**Your task:** Output every entry below verbatim, omitting the pictures.

**Data extract:**
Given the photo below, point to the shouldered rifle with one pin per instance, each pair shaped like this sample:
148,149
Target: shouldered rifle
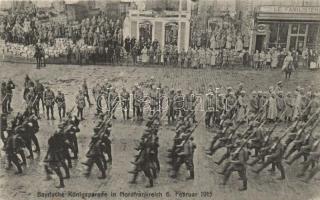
70,111
300,131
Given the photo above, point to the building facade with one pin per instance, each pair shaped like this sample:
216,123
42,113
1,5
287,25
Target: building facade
290,25
165,26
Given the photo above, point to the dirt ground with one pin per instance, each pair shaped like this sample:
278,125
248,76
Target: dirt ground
125,136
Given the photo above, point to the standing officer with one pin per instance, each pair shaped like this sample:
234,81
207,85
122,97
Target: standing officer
10,87
85,91
39,90
209,106
81,103
125,103
61,104
4,97
170,112
238,163
48,97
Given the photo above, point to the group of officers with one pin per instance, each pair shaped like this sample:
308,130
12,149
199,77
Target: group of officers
245,135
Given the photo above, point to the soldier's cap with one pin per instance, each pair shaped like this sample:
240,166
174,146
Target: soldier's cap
61,125
275,137
96,129
255,123
228,122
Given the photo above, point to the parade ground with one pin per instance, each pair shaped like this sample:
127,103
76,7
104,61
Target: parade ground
125,136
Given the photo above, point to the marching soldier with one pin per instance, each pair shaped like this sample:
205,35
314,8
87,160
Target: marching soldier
171,108
61,104
238,164
114,99
275,156
190,105
4,97
209,107
179,104
81,103
54,157
85,91
48,97
154,101
10,87
95,155
185,156
125,103
3,127
139,103
39,90
14,145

**The answer:**
Given the photo below, point to the shouldered rifle with one pin per instance, each pair shaped like this sample:
148,149
Target: shouldered rifle
70,111
300,131
Given the photo above, point to the building facade with one pin per instance, each pair shaped like this sample:
216,123
42,113
1,5
287,25
Target: building facade
290,25
165,26
Given the photo above, point to the dirt ground with one pin per instance, each pair shaped like this sample:
278,125
248,76
Target: dirt ground
125,136
Given the photo above, point to the standing officer with one pin per instance, each pair shaped like this sample:
234,81
207,85
122,97
Target: standing officer
10,87
85,91
39,90
209,106
81,103
125,103
61,104
4,97
170,112
238,163
48,97
Given the photo above, point to the group of officers with one pin per instance, each pair shaped like this sample:
308,130
12,149
199,77
Target: group of officers
245,135
Given the photo above, point to the soldier's cap with one pin per instance, each pair shaped like this sample:
240,166
174,146
Target: soldier's cap
61,125
275,137
96,129
255,123
228,122
Given the photo above, point to the parade ground with one pin per instance, each pair shaped like this sample:
127,103
76,7
104,61
Target: parade ground
125,136
Given the photo above, point to the marching soldier with one pin per instance, each pair shaped like this sample:
205,35
314,8
87,160
Target: marching soldier
171,108
61,104
238,164
114,99
275,156
190,105
4,97
209,107
179,104
81,103
54,157
85,91
48,97
154,101
10,87
95,155
185,156
125,103
3,127
139,103
39,90
14,145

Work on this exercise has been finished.